#### The request
Select every line below that contains the word "window" and copy each one out in full.
━━━━━ Provided entries ━━━━━
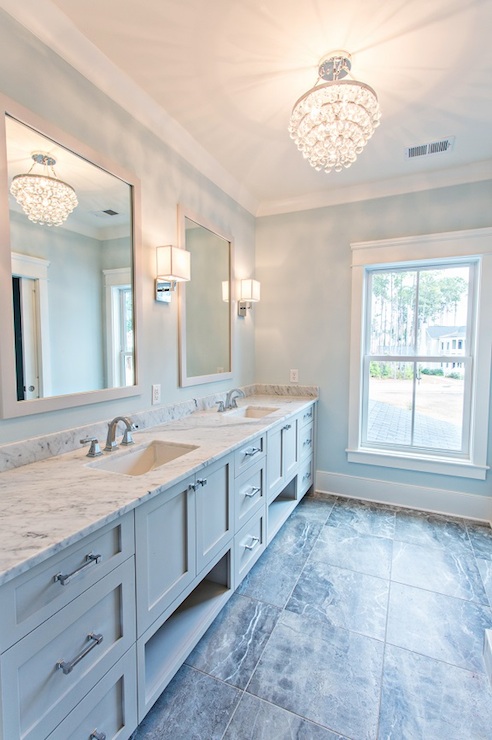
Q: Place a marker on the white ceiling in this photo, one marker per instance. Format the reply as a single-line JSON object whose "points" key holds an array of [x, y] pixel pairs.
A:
{"points": [[229, 71]]}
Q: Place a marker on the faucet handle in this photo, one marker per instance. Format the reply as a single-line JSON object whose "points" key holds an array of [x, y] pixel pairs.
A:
{"points": [[128, 437], [94, 449]]}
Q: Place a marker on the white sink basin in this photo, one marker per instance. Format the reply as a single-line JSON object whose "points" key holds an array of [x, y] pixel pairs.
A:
{"points": [[251, 412], [142, 459]]}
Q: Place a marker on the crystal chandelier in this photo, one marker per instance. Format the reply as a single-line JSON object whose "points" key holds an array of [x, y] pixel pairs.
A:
{"points": [[44, 198], [332, 122]]}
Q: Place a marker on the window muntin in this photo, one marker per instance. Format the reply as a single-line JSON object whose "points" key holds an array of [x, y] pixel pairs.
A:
{"points": [[418, 349]]}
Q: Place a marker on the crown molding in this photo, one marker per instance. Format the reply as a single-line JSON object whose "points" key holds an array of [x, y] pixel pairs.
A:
{"points": [[371, 190], [45, 21]]}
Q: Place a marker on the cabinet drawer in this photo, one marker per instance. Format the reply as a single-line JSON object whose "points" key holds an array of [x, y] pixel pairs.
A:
{"points": [[249, 543], [306, 438], [305, 477], [306, 416], [249, 493], [109, 710], [37, 594], [49, 671], [248, 455]]}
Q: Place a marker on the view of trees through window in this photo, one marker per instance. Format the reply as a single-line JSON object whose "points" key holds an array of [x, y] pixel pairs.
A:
{"points": [[417, 359]]}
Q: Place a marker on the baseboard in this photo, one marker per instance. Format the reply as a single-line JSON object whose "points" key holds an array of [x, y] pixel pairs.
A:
{"points": [[453, 503], [487, 653]]}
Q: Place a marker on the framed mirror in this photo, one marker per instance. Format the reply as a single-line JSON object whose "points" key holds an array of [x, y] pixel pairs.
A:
{"points": [[68, 260], [205, 313]]}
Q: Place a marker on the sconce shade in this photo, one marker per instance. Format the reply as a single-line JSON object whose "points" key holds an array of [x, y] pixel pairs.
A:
{"points": [[225, 291], [173, 264], [250, 291]]}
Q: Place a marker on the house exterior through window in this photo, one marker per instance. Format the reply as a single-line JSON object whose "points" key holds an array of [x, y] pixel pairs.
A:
{"points": [[420, 353]]}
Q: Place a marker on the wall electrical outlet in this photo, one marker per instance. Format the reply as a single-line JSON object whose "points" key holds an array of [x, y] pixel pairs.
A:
{"points": [[156, 393]]}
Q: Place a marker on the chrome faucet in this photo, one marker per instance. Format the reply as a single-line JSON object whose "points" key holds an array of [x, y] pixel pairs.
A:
{"points": [[230, 402], [127, 436]]}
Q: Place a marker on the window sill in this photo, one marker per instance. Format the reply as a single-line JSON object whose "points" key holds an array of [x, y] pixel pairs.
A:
{"points": [[440, 466]]}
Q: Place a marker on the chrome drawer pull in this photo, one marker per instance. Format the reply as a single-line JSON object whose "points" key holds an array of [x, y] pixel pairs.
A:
{"points": [[199, 482], [65, 577], [68, 667], [254, 490], [253, 543]]}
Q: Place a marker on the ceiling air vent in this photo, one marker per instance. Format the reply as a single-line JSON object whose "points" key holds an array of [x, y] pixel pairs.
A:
{"points": [[435, 147]]}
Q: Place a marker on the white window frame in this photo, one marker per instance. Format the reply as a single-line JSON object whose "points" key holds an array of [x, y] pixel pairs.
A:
{"points": [[114, 281], [475, 244]]}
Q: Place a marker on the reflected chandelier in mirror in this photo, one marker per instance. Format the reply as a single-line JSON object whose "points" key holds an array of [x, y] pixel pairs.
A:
{"points": [[69, 254]]}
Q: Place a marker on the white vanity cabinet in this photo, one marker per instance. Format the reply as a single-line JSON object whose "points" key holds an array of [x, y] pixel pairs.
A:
{"points": [[282, 455], [83, 628], [305, 477], [250, 506], [165, 550], [91, 637], [290, 461], [184, 571]]}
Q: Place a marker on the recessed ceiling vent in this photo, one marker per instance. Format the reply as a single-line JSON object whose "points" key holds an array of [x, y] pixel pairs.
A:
{"points": [[435, 147], [106, 212]]}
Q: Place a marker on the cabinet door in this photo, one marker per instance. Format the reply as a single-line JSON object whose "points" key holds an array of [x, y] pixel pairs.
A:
{"points": [[214, 519], [290, 449], [274, 461], [165, 550], [282, 456]]}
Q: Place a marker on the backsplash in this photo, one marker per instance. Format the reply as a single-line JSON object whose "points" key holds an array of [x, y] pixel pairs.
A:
{"points": [[27, 451]]}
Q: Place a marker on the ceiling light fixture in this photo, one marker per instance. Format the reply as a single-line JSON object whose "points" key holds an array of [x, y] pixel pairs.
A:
{"points": [[332, 122], [44, 198]]}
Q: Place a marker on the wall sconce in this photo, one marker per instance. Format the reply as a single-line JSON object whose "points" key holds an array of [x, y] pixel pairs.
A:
{"points": [[173, 266], [249, 294]]}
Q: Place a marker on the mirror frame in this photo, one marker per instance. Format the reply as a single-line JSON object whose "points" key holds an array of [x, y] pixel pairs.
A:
{"points": [[184, 379], [10, 407]]}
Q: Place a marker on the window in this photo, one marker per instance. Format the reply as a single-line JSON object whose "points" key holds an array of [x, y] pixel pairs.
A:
{"points": [[119, 328], [410, 402], [420, 353]]}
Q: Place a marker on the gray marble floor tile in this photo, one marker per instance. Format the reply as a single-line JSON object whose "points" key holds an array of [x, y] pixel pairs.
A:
{"points": [[323, 673], [315, 506], [485, 569], [425, 698], [193, 707], [441, 627], [364, 517], [231, 647], [438, 569], [255, 719], [344, 547], [481, 539], [422, 528], [273, 577], [341, 597], [297, 536]]}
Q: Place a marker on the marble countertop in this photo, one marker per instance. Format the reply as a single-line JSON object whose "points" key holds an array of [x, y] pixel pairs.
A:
{"points": [[50, 504]]}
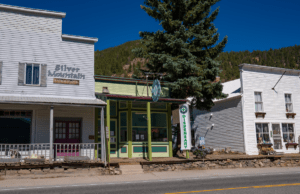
━━━━━
#### Task response
Q: Place a marker on the window muntin in this photo, one marker per instance. Format the reply as a single-line JSON object whose "points" key holds an array of [x, y] pixel pairs.
Q: Place a marker on the view of trees through window in this photo, one marker per instance. Format the reply as a single-line JSON object whose "points" key holds an array of [x, y] pixel pairs.
Q: Place a marker on the house exterior through window in this photo, one marker per instance. Format the reply as a single-line JSON object whose "points" key holds an array of [x, y] pixel pairs.
Q: Place a marker on the window sill in this photo, one marker per instance. Format the reply as a single-line JSON object whose "points" key holds an array of [x, y] pixel pairs.
Q: Place a marker on the white window frame in this photo, one marker per instance. Format the reply as a single-line JSON object whose "points" key holds an array of [x, y] pixel pairs.
Q: Place a marker on the window in this photo, one marker per instance. Format the reply as a single-line JSON object whose "points" key holds an array of [x, y] pixel pairs.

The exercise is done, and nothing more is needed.